- GIVEN INFORMATION
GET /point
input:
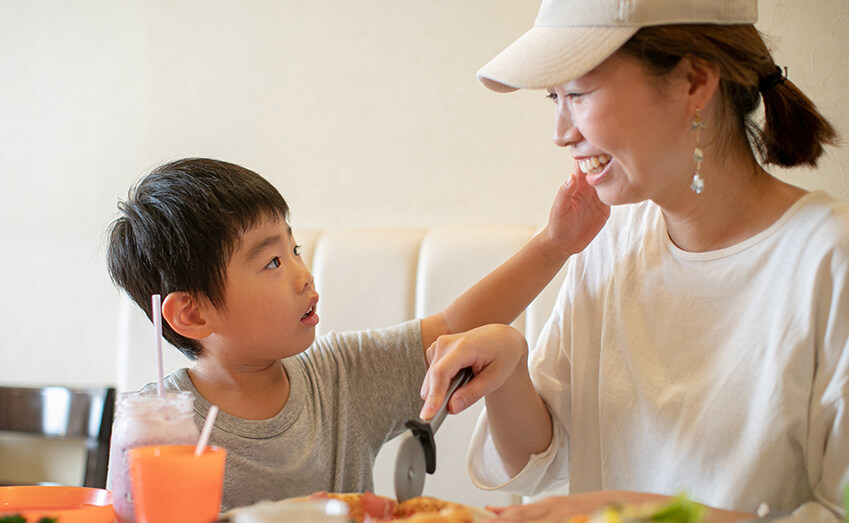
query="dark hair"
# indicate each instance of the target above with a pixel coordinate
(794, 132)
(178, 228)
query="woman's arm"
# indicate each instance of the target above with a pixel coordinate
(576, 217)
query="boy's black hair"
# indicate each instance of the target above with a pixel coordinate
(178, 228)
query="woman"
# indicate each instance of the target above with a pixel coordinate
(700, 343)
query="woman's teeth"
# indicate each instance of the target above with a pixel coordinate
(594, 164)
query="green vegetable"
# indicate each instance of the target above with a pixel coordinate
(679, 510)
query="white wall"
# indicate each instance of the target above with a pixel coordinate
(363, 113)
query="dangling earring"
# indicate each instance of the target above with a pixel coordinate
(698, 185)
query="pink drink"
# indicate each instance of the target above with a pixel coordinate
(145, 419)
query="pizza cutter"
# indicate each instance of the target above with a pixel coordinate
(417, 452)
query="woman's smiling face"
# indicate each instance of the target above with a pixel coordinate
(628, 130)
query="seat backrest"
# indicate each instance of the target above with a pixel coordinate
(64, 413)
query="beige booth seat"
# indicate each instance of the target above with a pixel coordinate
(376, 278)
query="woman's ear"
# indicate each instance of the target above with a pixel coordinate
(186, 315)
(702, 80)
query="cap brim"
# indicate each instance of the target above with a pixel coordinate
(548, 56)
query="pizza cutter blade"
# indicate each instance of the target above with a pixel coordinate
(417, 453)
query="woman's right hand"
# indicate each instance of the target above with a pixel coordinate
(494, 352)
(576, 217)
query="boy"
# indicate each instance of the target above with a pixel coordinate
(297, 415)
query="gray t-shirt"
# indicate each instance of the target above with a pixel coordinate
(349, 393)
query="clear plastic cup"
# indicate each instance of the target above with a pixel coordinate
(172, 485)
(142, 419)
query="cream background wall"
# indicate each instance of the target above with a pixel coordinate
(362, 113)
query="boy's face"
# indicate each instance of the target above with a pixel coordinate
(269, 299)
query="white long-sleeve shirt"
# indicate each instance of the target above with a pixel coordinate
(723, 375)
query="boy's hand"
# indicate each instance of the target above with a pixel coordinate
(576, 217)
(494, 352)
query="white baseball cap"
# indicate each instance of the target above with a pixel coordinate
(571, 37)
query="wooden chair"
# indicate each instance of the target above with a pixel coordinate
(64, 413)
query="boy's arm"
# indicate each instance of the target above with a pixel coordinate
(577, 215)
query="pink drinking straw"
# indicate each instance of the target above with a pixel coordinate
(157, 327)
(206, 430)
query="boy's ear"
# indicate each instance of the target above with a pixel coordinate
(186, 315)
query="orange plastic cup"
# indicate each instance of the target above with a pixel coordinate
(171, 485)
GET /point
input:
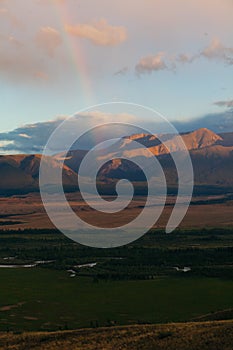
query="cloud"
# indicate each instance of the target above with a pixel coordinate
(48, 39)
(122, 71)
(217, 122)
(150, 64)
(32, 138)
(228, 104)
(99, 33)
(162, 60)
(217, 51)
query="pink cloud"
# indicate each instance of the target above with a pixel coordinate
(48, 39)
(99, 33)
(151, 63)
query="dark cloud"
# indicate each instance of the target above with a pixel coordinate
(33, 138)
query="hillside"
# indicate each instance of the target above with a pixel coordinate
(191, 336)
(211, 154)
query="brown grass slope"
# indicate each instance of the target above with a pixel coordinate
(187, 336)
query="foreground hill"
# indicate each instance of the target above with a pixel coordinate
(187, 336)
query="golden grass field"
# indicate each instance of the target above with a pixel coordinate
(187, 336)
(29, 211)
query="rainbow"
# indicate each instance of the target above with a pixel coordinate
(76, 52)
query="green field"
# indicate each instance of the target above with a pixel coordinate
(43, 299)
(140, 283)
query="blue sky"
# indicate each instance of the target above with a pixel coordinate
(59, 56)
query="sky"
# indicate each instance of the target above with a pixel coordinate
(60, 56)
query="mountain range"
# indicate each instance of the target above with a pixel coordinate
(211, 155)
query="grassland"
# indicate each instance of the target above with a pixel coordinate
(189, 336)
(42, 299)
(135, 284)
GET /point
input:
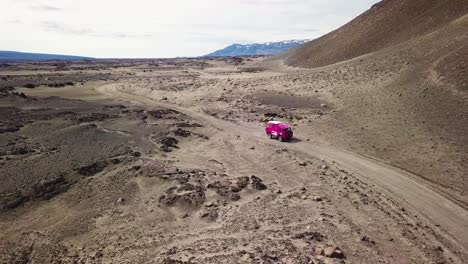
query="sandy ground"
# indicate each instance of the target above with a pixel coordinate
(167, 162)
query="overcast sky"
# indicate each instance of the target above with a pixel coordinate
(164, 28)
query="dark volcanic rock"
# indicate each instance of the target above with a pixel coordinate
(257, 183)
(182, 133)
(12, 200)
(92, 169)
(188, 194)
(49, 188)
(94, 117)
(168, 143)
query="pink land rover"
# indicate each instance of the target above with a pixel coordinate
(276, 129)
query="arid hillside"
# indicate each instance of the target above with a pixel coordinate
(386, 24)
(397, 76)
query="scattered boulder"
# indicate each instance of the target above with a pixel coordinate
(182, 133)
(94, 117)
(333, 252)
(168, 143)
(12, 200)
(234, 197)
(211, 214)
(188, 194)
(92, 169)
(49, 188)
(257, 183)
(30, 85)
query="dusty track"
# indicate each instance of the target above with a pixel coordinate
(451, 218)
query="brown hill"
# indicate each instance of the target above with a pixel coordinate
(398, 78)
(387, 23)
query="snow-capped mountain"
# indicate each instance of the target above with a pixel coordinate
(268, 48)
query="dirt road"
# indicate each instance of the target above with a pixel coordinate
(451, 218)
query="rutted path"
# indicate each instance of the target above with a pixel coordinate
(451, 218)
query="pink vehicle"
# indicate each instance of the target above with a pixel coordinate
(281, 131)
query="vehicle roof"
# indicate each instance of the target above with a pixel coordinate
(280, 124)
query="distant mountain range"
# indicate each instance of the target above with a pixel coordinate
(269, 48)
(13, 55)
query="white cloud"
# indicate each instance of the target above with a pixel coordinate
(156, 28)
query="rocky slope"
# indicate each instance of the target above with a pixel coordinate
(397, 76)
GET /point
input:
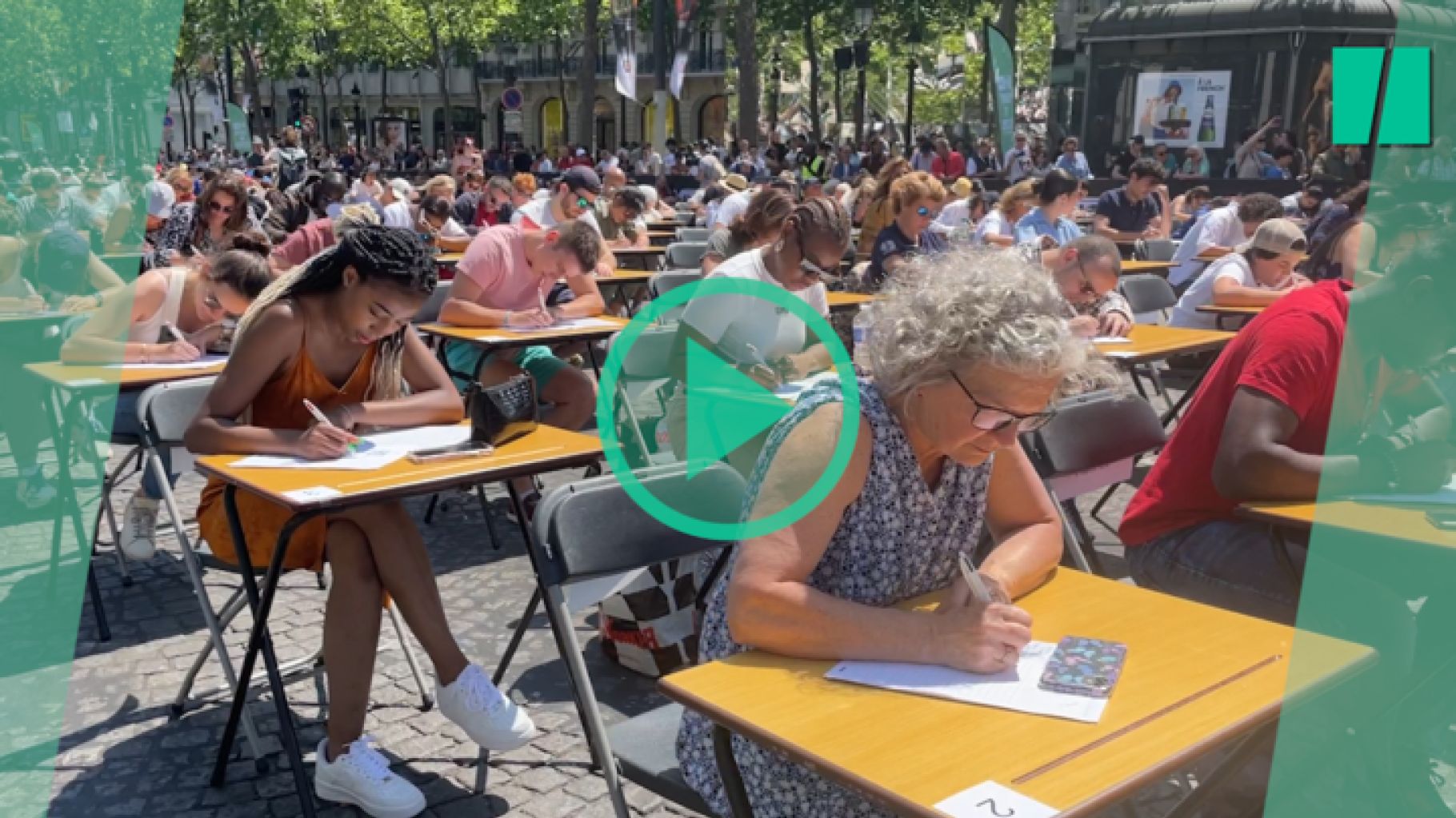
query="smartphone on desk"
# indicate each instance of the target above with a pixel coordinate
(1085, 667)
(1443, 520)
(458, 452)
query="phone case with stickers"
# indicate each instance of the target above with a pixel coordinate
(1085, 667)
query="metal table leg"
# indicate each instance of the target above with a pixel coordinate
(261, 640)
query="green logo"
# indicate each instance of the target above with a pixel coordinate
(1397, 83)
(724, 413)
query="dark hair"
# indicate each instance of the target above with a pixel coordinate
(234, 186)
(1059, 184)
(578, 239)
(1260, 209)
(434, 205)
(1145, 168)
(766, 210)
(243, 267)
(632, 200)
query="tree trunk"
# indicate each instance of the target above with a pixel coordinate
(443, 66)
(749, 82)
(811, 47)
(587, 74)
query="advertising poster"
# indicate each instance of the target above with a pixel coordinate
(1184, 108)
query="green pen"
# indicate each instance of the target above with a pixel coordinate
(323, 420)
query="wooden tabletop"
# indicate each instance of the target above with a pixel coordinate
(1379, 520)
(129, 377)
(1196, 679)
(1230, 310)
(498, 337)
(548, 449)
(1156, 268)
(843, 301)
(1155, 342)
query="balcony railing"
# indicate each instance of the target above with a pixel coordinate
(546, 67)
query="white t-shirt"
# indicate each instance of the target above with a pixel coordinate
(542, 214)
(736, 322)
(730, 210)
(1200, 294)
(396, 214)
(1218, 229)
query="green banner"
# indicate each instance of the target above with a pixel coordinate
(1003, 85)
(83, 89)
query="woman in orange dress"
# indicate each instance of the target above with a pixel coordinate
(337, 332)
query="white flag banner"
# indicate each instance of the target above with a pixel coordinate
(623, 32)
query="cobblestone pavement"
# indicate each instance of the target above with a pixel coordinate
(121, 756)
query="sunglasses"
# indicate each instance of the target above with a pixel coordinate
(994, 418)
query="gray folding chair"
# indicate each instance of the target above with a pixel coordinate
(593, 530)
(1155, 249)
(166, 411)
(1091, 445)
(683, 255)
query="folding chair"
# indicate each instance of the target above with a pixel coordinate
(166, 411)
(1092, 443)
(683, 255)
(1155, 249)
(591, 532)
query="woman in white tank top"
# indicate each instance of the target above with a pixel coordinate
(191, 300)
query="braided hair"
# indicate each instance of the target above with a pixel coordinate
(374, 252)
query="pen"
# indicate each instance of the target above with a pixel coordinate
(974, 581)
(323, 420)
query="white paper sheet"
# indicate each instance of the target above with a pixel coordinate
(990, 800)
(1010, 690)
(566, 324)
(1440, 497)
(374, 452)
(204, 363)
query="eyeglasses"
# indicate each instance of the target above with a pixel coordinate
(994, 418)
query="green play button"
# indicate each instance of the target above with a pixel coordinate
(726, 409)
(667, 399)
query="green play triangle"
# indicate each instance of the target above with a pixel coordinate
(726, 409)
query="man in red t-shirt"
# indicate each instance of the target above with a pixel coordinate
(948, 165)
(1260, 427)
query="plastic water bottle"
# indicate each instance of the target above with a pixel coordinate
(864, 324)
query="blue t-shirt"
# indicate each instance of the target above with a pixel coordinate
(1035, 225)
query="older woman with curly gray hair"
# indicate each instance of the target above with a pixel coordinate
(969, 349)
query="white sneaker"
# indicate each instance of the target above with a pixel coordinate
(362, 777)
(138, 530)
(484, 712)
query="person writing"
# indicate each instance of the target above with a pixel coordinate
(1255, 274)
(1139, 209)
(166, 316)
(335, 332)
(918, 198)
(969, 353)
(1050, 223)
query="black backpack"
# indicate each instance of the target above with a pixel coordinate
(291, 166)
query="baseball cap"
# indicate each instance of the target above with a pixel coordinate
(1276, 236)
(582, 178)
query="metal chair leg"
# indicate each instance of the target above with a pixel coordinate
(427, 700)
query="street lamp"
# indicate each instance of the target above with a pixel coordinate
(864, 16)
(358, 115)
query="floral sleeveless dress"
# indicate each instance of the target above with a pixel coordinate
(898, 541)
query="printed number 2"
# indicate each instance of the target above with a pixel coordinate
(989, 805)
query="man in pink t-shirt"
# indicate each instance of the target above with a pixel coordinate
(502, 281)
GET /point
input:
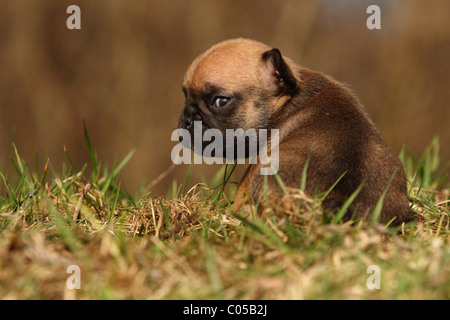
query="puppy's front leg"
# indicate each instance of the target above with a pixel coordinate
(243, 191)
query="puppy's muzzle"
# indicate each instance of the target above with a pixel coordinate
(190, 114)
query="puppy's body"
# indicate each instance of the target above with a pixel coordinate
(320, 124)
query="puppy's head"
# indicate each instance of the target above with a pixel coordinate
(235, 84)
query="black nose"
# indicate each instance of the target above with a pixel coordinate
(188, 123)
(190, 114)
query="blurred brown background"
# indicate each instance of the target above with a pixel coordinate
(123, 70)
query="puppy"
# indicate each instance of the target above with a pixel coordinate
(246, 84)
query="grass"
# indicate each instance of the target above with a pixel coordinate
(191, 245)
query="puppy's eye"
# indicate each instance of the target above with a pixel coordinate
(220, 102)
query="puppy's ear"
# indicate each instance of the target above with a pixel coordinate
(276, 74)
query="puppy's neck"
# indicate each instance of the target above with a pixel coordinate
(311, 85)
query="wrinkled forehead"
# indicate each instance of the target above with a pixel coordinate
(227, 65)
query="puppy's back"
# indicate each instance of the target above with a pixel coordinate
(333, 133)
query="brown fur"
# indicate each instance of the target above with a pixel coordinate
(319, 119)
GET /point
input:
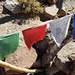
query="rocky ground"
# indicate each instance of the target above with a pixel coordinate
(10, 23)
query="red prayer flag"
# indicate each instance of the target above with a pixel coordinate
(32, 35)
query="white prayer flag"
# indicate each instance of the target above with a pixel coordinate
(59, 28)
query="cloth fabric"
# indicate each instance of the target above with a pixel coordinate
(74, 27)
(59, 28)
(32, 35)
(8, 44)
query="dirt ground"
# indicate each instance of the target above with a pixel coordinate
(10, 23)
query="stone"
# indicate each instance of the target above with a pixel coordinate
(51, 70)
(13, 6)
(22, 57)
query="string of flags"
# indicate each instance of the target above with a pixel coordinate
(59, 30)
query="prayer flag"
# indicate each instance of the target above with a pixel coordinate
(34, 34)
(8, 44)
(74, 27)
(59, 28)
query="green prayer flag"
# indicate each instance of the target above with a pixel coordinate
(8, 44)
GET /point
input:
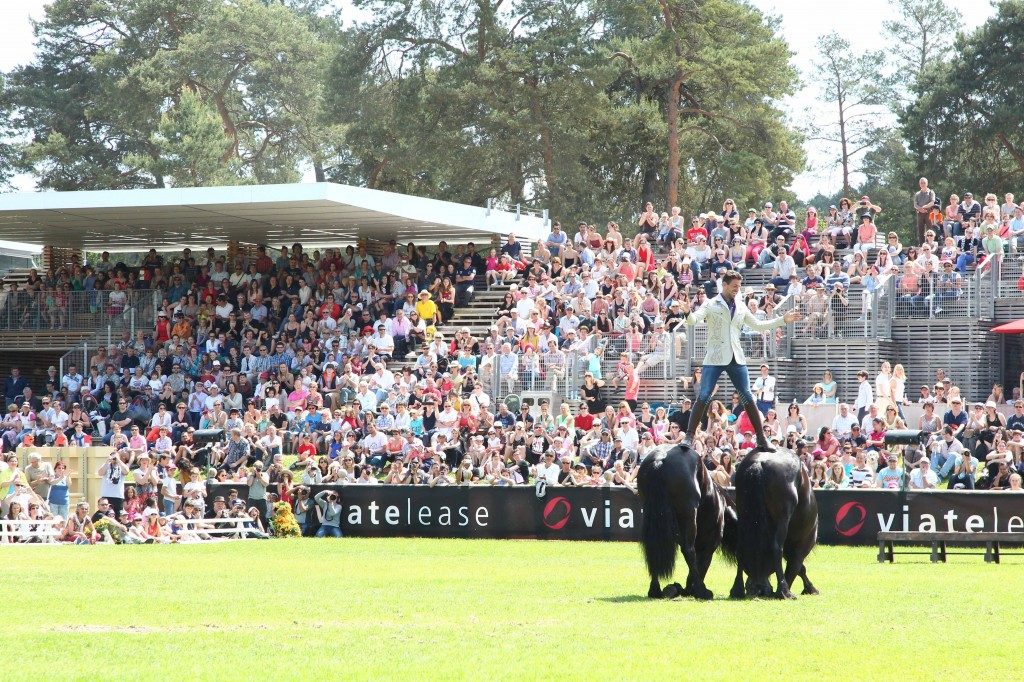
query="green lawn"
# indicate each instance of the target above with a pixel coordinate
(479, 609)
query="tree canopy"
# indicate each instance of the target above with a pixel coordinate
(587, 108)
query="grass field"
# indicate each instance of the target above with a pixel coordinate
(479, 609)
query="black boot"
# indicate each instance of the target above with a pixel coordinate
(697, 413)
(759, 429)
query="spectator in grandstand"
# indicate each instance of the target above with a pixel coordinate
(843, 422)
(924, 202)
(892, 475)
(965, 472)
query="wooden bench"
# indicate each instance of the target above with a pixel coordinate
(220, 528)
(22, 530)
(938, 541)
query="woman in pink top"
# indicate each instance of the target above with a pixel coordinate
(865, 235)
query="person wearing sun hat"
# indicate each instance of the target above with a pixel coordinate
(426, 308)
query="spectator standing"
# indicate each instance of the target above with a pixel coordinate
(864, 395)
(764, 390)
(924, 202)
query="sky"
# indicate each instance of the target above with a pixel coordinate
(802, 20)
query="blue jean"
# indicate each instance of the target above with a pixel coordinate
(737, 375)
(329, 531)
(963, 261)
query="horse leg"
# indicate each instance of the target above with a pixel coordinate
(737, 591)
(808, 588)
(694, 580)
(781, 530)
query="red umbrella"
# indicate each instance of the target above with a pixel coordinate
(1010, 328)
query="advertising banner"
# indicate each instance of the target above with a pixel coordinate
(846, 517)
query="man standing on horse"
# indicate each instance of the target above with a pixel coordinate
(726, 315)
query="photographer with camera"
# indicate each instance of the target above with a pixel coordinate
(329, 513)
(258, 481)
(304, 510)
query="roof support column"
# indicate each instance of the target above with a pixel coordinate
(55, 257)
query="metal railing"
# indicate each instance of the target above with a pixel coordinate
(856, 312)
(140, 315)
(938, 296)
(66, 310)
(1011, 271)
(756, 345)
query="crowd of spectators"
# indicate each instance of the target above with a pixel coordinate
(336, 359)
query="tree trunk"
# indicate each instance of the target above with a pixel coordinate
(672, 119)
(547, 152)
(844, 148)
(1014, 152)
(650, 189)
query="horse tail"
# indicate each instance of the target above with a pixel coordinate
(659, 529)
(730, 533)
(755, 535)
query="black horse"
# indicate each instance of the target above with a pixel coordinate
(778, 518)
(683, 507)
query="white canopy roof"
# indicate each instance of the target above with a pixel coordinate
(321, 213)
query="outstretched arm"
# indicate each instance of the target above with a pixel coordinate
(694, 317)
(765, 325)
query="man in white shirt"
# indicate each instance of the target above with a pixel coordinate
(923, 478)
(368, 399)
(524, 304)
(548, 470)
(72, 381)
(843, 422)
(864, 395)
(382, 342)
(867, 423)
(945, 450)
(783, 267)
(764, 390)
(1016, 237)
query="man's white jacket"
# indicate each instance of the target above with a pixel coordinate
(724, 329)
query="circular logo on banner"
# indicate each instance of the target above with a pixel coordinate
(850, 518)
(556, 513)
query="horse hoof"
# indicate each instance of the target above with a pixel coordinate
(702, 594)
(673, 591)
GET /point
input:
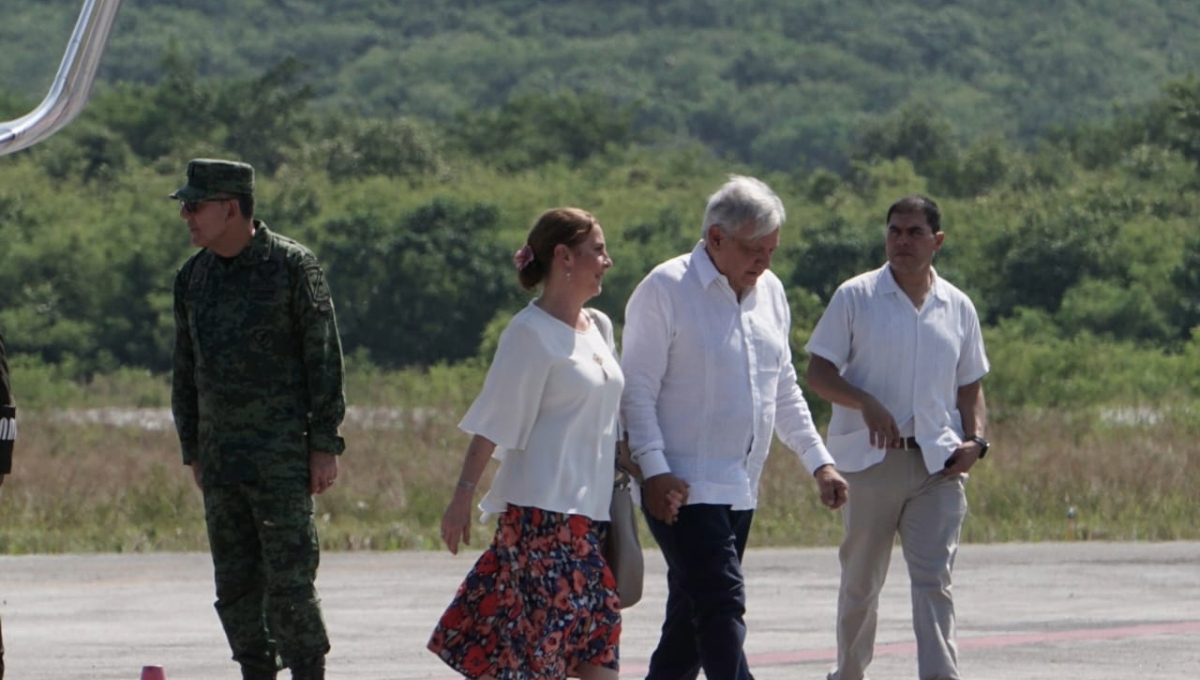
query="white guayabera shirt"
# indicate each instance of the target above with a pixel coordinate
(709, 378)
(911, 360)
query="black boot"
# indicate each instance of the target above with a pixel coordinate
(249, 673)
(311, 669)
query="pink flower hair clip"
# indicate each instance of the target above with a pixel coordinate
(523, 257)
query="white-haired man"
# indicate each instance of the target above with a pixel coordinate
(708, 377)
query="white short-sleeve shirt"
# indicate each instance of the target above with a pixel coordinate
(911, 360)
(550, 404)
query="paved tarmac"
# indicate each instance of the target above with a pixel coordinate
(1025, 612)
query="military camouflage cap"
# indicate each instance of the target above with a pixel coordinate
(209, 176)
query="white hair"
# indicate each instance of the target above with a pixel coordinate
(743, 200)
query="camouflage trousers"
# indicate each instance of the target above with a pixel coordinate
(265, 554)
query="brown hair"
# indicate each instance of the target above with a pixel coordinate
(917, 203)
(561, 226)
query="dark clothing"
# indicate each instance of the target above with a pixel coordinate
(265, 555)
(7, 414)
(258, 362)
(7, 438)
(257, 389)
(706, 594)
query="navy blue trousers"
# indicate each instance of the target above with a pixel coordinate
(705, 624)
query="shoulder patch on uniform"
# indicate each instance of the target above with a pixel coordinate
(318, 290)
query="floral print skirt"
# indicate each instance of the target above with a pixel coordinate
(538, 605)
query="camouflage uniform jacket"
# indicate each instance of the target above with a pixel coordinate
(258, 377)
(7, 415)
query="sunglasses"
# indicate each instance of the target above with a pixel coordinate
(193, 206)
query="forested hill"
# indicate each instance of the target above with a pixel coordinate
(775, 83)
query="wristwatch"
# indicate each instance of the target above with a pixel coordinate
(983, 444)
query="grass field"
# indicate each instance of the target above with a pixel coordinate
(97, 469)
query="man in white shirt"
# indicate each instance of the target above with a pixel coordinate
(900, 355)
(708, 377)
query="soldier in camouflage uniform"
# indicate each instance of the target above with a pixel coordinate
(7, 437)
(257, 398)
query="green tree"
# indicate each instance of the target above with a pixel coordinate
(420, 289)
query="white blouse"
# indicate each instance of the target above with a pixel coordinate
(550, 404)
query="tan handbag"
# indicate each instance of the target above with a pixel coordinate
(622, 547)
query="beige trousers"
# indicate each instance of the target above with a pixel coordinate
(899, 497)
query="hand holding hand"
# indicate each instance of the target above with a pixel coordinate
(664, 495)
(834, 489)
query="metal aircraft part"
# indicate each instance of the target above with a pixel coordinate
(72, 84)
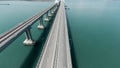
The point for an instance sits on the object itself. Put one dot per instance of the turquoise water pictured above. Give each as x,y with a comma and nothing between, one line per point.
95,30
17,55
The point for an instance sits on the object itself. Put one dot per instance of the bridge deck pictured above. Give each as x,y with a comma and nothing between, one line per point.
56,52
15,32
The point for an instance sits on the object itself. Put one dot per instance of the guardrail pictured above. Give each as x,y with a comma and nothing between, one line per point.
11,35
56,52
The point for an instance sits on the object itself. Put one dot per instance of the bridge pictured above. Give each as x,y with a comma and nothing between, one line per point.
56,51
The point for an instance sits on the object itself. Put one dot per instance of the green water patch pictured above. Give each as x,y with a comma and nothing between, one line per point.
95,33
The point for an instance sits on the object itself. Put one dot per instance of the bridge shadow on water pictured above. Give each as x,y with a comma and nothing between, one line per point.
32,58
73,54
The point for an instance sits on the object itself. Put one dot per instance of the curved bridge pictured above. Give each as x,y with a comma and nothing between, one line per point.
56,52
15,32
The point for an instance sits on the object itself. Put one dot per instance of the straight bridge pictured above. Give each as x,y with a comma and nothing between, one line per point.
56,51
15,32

- WORK TO COMPLETE
Include both ends. Return the line holding "the bridge shadow" and all lines after it in the records above, exactly as written.

- THE OUTPUT
The point for an instance sits on the object itself. Put one dot per instance of the bridge shadow on water pictured above. Give each as x,y with a comma and nothing between, one line per point.
32,58
73,54
The point for an instance sits on the object itself. Put one dot per instance of the curved bridge pictured above. Give each as x,y with a comma and nothing between, one line per point.
56,52
15,32
The point for an instance sits on the object itself. Put one dot per instance of the straight bridge pictured above. Give each as x,y with a comma and nothing between, one line per point.
56,51
15,32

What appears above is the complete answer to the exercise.